═════ TEXT SEGMENT ═════

Nielsen/Business NotesSeeking More Pay for Delayed Play
By Bill Carter, The New York Times
- Nov. 4, 2013
In 2007, faced with the growing popularity of digital video recorders, advertisers agreed to pay television networks for commercials viewed within three days of a show’s first broadcast.
But with the pace of delayed viewing increasing ever more rapidly, a chorus of network executives is pushing for a new change — payment for seven days of commercial viewing on everything from computer screens and tablets to TV sets.
David F. Poltrack, who has headed CBS’s research for more than 30 years, said it would be hard to understate the influence of the digital video recorder on the economic model of commercial television. “The difference between this season and two seasons ago is more dramatic than the difference between two seasons ago and 20 seasons ago,” he said.
The single biggest factor in that upheaval: delayed — and sometimes never counted — viewing of television shows. Under the agreement negotiated five years ago, known in the industry as C3, networks do not get paid for any viewing that takes place starting on the fourth day after a show’s first run, even though more and more viewing is falling into that category.
Viewing in the period four to seven days after the first run is up about 17 percent this season, Mr. Poltrack said. That can mean millions of viewers. The new Fox and NBC hits “Sleepy Hollow” and “The Blacklist” have both been adding more than a million viewers in those extra days, and about half a rating point in the category many advertisers pay a premium for — viewers between the ages of 18 and 49.

═════ DATA SHOWN ═════

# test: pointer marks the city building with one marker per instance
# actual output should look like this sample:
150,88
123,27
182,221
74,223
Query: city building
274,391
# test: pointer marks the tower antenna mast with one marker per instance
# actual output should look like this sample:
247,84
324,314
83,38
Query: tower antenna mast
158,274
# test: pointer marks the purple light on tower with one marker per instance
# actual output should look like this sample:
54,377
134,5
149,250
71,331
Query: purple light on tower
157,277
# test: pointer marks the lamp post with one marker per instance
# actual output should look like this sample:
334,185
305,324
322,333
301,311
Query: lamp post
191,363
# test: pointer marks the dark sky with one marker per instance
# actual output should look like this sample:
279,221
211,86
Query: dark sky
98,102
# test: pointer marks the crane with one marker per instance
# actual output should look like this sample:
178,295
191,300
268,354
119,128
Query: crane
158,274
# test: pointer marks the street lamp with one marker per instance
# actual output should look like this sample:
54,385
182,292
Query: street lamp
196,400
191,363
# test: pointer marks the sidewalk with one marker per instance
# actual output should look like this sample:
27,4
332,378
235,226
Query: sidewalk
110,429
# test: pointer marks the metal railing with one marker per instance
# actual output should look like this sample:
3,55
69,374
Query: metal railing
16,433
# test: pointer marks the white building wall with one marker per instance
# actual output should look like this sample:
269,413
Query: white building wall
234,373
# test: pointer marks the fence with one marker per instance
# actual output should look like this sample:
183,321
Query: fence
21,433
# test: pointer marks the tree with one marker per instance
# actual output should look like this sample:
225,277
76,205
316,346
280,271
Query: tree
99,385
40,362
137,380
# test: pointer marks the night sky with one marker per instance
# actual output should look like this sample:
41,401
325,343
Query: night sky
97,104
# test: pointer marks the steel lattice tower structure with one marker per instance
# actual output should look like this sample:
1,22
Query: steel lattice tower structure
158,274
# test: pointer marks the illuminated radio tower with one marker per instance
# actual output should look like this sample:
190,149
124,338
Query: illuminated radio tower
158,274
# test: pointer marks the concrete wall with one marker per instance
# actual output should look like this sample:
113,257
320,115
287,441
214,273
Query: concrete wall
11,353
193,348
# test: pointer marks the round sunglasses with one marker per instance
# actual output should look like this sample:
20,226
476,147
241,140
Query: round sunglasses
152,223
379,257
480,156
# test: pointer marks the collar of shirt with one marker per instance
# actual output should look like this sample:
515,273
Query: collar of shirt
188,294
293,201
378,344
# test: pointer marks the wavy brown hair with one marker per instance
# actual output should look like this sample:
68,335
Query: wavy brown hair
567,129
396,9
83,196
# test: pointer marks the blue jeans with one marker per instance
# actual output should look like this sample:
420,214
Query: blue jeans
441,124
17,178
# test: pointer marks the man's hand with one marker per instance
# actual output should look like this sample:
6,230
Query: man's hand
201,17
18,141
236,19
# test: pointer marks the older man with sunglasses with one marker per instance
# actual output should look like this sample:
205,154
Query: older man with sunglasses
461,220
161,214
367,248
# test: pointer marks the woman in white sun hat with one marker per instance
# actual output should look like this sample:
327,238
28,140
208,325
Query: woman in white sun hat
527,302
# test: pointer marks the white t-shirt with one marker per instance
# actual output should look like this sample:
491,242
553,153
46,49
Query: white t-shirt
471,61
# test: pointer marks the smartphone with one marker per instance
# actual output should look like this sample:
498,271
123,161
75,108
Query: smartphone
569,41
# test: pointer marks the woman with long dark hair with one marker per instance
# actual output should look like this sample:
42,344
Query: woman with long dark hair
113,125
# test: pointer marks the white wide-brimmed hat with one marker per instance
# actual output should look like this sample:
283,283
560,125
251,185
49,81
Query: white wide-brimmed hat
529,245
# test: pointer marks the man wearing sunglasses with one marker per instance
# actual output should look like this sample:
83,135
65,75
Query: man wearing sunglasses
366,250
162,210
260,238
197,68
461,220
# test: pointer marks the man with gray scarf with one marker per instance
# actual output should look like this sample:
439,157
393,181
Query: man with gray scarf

═════

**PROBLEM DESCRIPTION**
Based on the article about delayed television viewing, explain why network executives are pushing for payment covering seven days of commercial viewing.

**RESPONSE TO THIS TASK**
Delayed viewing is increasing ever more rapidly, and under the C3 agreement networks are not paid for any viewing that begins on the fourth day after a show's first run, even though more and more viewing falls into that period. Viewing four to seven days after the first run is up about 17 percent this season, which can mean millions of viewers.